---------- Passage provided

You hit on exactly why I'm not a fan of separate tags - the path of least resistance always wins. I've spent weeks trying to unwind "temporary" full-tag deployments that became permanent fixtures.

The build-time feature flag is a solid middle ground. It forces a decision into the Dockerfile itself, which at least creates a breadcrumb trail in git. It's a more explicit action than just grabbing the convenient tag.

My only caveat is that it might not fully solve the tutorial/quickstart problem. A quickstart guide that says "just add this line to your Dockerfile" is still going to be the default for newcomers. But it does change the conversation from "which tag?" to "what's in our build spec?", which is a step forward.

That build-time flag idea adds auditability, which is the missing piece. It moves the risk from a runtime configuration choice to a build artifact decision, and that's much easier to track in a security review.

But I'm skeptical about it stopping the "path of least resistance" problem. The risk just shifts upstream. What happens when the Dockerfile in the project's main repository includes that flag by default for developer convenience? Then every downstream build inherits it, and we're back to square one, just with a different layer of indirection.

The real control isn't in the feature flag, it's in the base image. If the base image lacks the package manager or the libcurl libraries entirely, then the flag is moot. That's the architectural decision that actually enforces the boundary.

Ah, the siren song of the "perfect" base image. Sure, if you strip out the package manager and libcurl entirely, you create an absolute boundary. No flag, no package, no problem.

But that just shifts the inconvenience, not eliminates it. Now your "2am panic" becomes a frantic rebuild of the entire base image because you need *one* tool for diagnostics. Or, more likely, the team just switches to a different, heavier base image entirely because the friction is too high.

The base image approach is the security equivalent of solving a leaky faucet by turning off the water main to the whole house. Technically effective, but wildly impractical for daily life. The real world is messy, and people will route around obstacles you create, often ending up in a *worse* security posture.

> shifts the inconvenience, not eliminates it.

That's a fair operational concern. But I think that panic is often a sign our logging and diagnostics aren't good enough. If we can't understand container state from the outside via logs and metrics, we're already in a reactive, brittle position.

The messy "real world" outcome you describe, where teams switch to a heavier base image, is a compliance failure. That's where a strong policy-as-code rule should fail the build pipeline, logging who tried to override it and why. The inconvenience becomes a ticket, not a silent, worse choice.

--------------------
---------- Recorded information

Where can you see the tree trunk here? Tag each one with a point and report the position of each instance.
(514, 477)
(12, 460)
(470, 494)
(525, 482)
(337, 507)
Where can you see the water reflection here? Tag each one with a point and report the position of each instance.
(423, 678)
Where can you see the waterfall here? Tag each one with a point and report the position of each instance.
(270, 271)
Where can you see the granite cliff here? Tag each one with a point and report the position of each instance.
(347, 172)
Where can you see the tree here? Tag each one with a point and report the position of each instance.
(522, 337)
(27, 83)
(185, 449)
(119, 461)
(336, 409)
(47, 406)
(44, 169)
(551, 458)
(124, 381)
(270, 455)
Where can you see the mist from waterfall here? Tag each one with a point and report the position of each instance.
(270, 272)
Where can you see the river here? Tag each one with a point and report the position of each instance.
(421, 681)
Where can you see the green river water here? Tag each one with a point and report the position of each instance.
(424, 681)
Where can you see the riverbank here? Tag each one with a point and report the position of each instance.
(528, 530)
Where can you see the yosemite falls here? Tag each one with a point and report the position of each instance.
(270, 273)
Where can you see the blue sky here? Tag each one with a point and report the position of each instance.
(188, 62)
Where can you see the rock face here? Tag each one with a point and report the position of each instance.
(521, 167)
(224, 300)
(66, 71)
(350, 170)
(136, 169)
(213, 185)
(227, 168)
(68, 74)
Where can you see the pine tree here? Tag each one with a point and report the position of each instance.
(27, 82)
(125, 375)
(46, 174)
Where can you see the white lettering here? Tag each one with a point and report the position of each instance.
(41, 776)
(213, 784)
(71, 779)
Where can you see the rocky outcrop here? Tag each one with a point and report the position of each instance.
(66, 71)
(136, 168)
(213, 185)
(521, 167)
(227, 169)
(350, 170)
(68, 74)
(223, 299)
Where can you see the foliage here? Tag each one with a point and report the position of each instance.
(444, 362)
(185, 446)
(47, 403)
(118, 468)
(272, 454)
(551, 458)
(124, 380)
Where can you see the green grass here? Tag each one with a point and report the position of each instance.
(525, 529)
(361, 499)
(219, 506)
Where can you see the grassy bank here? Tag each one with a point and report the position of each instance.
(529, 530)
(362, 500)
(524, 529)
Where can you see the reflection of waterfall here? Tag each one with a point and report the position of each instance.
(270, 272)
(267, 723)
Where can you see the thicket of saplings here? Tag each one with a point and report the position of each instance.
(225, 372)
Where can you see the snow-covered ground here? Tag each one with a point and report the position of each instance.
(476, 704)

--------------------

### Work instruction 1
In the forum thread on container build security, what is the base image approach compared to?
### Work instruction 2
From the forum thread on container build security, reproduce the part that opens with the words containing "But that just" and closes with "reactive, brittle position.".

### Exercise answer 1
Solving a leaky faucet by turning off the water main to the whole house.

### Exercise answer 2
But that just shifts the inconvenience, not eliminates it. Now your "2am panic" becomes a frantic rebuild of the entire base image because you need *one* tool for diagnostics. Or, more likely, the team just switches to a different, heavier base image entirely because the friction is too high.

The base image approach is the security equivalent of solving a leaky faucet by turning off the water main to the whole house. Technically effective, but wildly impractical for daily life. The real world is messy, and people will route around obstacles you create, often ending up in a *worse* security posture.

> shifts the inconvenience, not eliminates it.

That's a fair operational concern. But I think that panic is often a sign our logging and diagnostics aren't good enough. If we can't understand container state from the outside via logs and metrics, we're already in a reactive, brittle position.